• [AIM OF THE TASK]:
Return only the line containing "Please identify the water surface" and each line after it, exactly as written, through the end of the records.

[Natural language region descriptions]
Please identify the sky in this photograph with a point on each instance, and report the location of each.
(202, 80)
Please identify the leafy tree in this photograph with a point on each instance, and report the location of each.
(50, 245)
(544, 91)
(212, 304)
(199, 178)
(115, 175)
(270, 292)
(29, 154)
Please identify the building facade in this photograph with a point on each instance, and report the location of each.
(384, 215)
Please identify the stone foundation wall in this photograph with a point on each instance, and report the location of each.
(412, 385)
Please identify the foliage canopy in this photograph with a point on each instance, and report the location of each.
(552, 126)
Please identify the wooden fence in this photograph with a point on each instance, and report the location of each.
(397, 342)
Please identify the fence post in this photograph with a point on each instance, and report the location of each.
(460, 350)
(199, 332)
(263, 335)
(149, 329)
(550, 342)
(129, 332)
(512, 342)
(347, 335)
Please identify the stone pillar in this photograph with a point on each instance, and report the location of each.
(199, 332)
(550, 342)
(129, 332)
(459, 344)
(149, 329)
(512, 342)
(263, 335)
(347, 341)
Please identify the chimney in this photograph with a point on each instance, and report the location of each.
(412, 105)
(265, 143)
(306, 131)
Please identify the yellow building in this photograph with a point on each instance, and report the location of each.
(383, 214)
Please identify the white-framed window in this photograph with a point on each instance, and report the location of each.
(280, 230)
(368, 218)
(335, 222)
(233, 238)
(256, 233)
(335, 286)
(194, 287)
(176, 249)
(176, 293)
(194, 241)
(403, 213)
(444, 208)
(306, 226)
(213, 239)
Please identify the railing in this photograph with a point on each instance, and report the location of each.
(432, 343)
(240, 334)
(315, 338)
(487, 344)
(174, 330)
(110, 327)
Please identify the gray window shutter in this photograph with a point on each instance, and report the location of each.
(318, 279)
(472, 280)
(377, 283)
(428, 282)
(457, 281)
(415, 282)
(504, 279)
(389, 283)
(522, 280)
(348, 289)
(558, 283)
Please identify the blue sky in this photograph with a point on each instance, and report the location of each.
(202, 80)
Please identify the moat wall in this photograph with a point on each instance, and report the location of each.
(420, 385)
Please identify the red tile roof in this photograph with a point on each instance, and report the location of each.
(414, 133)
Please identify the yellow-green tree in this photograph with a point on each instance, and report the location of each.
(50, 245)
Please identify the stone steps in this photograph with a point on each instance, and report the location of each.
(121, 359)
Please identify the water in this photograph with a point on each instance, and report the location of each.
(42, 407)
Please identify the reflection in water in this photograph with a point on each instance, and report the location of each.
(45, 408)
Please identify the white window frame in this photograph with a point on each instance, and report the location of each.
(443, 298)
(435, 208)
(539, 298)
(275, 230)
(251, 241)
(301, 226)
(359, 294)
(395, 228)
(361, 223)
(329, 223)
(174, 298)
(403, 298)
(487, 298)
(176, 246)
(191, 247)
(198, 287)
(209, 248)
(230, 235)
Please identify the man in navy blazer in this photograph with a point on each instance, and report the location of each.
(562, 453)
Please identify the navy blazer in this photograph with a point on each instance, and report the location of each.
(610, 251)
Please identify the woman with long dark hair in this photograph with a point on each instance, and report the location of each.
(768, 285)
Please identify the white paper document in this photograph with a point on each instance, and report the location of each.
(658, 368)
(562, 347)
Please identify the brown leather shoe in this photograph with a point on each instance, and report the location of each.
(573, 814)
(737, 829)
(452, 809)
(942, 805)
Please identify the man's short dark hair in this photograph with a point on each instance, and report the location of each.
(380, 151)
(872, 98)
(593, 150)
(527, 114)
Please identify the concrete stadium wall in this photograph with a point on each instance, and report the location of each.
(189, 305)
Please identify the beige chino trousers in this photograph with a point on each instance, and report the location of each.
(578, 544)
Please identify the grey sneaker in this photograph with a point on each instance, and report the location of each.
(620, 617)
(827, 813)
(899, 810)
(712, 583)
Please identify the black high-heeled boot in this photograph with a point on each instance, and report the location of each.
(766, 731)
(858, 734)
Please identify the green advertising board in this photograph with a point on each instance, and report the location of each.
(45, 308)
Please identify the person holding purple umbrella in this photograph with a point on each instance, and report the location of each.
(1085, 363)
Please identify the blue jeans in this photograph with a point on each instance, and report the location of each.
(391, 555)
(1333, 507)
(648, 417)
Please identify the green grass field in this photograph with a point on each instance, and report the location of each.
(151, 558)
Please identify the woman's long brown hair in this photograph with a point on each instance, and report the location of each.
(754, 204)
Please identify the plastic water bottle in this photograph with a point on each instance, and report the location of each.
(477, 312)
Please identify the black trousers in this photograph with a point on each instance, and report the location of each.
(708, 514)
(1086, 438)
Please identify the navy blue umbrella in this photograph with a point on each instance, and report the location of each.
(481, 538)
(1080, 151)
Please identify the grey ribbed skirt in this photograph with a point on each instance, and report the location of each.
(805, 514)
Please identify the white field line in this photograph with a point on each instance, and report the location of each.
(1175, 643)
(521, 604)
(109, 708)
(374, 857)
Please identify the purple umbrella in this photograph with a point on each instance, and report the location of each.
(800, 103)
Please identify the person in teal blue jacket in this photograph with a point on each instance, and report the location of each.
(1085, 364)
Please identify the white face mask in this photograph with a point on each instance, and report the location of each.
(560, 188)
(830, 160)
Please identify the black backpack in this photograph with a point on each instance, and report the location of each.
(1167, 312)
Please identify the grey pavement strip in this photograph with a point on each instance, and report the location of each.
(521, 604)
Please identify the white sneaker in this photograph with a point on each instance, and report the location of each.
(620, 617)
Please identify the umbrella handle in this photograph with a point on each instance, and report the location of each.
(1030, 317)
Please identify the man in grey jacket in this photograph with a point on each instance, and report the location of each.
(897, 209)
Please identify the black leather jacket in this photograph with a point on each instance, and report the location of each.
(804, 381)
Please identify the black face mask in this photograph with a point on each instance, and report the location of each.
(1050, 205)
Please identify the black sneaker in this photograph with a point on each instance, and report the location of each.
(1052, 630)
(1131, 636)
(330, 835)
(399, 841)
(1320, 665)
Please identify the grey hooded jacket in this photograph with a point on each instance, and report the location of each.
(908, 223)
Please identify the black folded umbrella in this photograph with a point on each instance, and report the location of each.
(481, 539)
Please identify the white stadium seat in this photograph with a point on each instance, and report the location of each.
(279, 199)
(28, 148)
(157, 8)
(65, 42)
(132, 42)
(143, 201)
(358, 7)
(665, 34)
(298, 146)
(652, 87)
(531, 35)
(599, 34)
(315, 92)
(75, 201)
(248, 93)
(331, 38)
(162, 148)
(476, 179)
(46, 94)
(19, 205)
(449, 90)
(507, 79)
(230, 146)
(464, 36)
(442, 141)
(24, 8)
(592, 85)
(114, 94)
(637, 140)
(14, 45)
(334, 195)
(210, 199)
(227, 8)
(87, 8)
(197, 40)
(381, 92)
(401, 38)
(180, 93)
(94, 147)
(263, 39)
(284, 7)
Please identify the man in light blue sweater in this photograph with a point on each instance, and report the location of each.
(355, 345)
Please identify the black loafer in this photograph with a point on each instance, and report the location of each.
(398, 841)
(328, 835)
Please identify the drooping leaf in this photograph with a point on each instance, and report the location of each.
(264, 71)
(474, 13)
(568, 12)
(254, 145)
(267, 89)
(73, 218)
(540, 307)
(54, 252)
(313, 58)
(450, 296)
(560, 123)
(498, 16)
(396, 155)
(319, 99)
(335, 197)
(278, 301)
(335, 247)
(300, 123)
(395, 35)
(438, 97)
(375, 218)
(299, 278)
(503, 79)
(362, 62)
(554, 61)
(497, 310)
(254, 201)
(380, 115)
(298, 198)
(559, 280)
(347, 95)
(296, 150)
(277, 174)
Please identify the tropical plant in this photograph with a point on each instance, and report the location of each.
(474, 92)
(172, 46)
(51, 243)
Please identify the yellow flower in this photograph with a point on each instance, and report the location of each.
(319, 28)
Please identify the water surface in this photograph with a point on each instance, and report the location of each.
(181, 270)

• [WRITTEN SOLUTION]:
Please identify the water surface in this photograph with a point on each instance, and report the location of each.
(181, 270)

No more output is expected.